▶ [Предоставленный отрывок]:
В Первой студии его приняли с большими надеждами, благожелательно и чрезвычайно уважительно. Мне кажется, что тогдашняя атмосфера Первой студии была близка ему как художнику, и он с радостью начал работать в театре, где первое место занимали актеры, которые были прежде всего увлеченными художниками и никак не мечтали о превращении в «незаменимых профессионалов». <...>
И все же что-то не склеивалось... Илларион Николаевич прекрасно играл в «Расточителе» Лескова, играл и короля Лира в постановке Б. М. Сушкевича. Но ни та ни другая роль не прозвучали так, как прежние его премьеры в другом театре. Может быть, из-за его желания стать верным студийцем в чем-то оказалась обужена его исключительная, неповторимая индивидуальность? Неосторожно, на мой взгляд, в силу, возможно, той же щедрости и душевной молодости «юного студийца», согласился он во время гастрольной поездки дублировать в «Двенадцатой ночи» гениального М. А. Чехова в роли Мальволио. Роль эта была построена у Чехова в манере истинно высокого комедийного гротеска. Гротеск же был совсем не свойствен Певцову (разве что трагический).
Певцова, правда, по всей видимости, уже давно интересовали комические роли — в той же степени, наверное, как актеров комедийных влекут к себе роли трагические. Своей молодой душой он тянулся к комедийным ролям, но по артистической своей природе преобразовывал их в драматические, невольно (а быть может и сознательно?) превращая комедию в драму. Так получилось, судя по всему, и в более раннем спектакле Государственного Показательного театра «Лес», когда Певцов, играя Аркашку Счастливцева, перевел его исключительно в драматический план. Хотя играл он эту роль — судя по рассказам — по-своему очень интересно, мне все же думается, что начисто исключить комический элемент из этой роли трудно. Впрочем, проведя рядом с Аркадием Счастливцевым уже полвека, я, возможно, слишком уж пристрастен в этом вопросе.
<...>
Вновь мы встретились с Илларионом Николаевичем уже спустя два года, осенью 1925 года, когда моё совместительство в Первой студии и Театре Мейерхольда закончилось тем, что я вообще остался без театра и получил неожиданное приглашение от Ю.М. Юрьева переехать в Ленинград и поступить в б. Александринский театр. Так я и сделал. Вся беда, однако, была в том, что попал туда я в трудное для этого театра время. Там лишь начинала разворачиваться перестройка сложного академического организма и внутренняя атмосфера была еще слишком далека как от Мейерхольда, так и от Первой студии. Профессиональная, холодноватая атмосфера полупровинциального театра, с казенно проходящими репетициями и требованиями от актеров готового мастерства или ремесленного умения. Несмотря на то, что сам Ю.М. Юрьев, возглавлявший тогда театр, с открытой душой, взволнованно и искренне, искал нужную режиссуру и стремился пополнить труппу новыми талантливыми актерами (Зражевский, Певцов, Романов), очень уж много косного обнаруживалось внутри театра, старое противилось новому, а новое иной раз дискредитировало себя.

▶ [Перечень записей]:
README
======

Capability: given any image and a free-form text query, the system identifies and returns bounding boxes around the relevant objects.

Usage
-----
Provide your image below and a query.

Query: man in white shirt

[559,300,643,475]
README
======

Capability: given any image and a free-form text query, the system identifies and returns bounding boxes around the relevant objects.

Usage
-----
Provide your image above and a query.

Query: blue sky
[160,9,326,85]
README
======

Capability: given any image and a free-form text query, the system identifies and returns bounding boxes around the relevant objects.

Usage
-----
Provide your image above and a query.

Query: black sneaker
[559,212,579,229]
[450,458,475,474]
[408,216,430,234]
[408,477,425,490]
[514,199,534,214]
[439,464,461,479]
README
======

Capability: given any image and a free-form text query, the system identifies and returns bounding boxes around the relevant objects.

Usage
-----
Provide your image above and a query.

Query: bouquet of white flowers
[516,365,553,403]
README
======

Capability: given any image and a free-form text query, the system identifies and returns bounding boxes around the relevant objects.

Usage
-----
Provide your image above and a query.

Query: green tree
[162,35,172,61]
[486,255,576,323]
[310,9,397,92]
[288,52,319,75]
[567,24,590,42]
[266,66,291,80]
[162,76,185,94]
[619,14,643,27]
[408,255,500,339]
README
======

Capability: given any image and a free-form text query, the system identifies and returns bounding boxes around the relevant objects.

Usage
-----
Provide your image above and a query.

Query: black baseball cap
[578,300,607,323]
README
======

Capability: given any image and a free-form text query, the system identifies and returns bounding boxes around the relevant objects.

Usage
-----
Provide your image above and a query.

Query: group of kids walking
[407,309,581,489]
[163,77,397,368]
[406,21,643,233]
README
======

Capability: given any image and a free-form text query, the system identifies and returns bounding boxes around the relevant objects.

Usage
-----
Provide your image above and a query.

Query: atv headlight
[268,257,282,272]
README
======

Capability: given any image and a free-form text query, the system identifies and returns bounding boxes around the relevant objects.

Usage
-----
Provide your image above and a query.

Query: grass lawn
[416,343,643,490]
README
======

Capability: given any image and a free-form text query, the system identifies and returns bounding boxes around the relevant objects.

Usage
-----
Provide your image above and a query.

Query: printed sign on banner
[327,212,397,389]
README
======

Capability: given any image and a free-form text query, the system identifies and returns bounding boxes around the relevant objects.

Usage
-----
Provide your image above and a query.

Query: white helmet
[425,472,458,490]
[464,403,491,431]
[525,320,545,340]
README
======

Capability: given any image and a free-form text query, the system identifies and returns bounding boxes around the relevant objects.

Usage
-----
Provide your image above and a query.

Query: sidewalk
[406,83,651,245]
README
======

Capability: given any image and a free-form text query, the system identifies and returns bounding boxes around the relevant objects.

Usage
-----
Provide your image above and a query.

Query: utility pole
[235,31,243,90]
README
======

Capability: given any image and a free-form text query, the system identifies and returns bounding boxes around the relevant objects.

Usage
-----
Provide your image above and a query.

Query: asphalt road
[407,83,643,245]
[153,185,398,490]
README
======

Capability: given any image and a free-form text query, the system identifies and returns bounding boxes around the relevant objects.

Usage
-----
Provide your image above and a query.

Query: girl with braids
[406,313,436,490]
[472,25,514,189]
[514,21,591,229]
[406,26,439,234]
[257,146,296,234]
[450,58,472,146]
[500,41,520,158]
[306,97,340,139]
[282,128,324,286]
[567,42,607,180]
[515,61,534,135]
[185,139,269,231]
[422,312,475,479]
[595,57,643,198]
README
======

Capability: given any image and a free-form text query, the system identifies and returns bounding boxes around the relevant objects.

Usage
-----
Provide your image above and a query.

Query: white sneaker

▶ [Письменное задание A]: Повторите фрагмент отрывка о Певцове, начиная со слов «Певцова, правда, по» и продолжая до слов «в этом вопросе.».
▶ [Письменное задание B]: Перепишите в виде краткого списка абзац отрывка о Певцове, который начинается словами «Певцова, правда, по всей видимости». Сохраните его основные факты.
▶ [Письменное задание C]: Объясните в одном–трех предложениях, почему согласие Певцова дублировать М. А. Чехова в роли Мальволио названо в отрывке о Певцове неосторожным.

▶ [Полный ответ A]:
Певцова, правда, по всей видимости, уже давно интересовали комические роли — в той же степени, наверное, как актеров комедийных влекут к себе роли трагические. Своей молодой душой он тянулся к комедийным ролям, но по артистической своей природе преобразовывал их в драматические, невольно (а быть может и сознательно?) превращая комедию в драму. Так получилось, судя по всему, и в более раннем спектакле Государственного Показательного театра «Лес», когда Певцов, играя Аркашку Счастливцева, перевел его исключительно в драматический план. Хотя играл он эту роль — судя по рассказам — по-своему очень интересно, мне все же думается, что начисто исключить комический элемент из этой роли трудно. Впрочем, проведя рядом с Аркадием Счастливцевым уже полвека, я, возможно, слишком уж пристрастен в этом вопросе.

▶ [Полный ответ B]:
- Певцова, по-видимому, давно интересовали комические роли, так же как комедийных актеров влекут трагические.
- Он тянулся к комедийным ролям, но по своей артистической природе превращал комедию в драму.
- Так, судя по всему, было в спектакле Государственного Показательного театра «Лес»: роль Аркашки Счастливцева он перевел в исключительно драматический план.
- По рассказам, играл он эту роль по-своему очень интересно, но, по мнению пишущего, полностью исключить из нее комический элемент трудно.
- Пишущий допускает свою пристрастность, поскольку провел рядом с Аркадием Счастливцевым уже полвека.

▶ [Полный ответ C]: Чехов построил роль Мальволио в манере истинно высокого комедийного гротеска. Певцову же гротеск был совсем не свойствен, разве что трагический.